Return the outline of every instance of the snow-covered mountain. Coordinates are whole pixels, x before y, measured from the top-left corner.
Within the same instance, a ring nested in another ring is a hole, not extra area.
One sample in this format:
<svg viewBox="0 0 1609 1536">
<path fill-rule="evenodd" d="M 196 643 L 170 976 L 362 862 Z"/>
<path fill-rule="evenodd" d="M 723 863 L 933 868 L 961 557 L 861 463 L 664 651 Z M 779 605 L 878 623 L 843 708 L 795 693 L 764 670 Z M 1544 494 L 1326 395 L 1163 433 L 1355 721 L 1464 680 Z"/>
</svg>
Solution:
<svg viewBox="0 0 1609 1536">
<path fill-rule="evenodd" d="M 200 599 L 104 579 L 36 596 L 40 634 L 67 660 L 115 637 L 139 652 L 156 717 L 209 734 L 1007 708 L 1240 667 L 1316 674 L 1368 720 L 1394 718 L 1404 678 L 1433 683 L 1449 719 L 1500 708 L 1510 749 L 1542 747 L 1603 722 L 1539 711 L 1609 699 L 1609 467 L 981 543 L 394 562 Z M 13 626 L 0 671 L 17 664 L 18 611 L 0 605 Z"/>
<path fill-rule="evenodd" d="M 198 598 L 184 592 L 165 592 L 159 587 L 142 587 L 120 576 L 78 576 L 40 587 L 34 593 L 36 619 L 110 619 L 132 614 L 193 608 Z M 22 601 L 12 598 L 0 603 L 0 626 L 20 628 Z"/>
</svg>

• • • • •

** AIM OF THE EXERCISE **
Where a line in the records above includes the string "instance", show it.

** EXERCISE RESPONSE **
Return the outline of every instance of the snow-covered mountain. Coordinates are whole pixels, x before y, measured from the top-left corner.
Within the same instance, a ring nested in another ring is a hole, not extra area.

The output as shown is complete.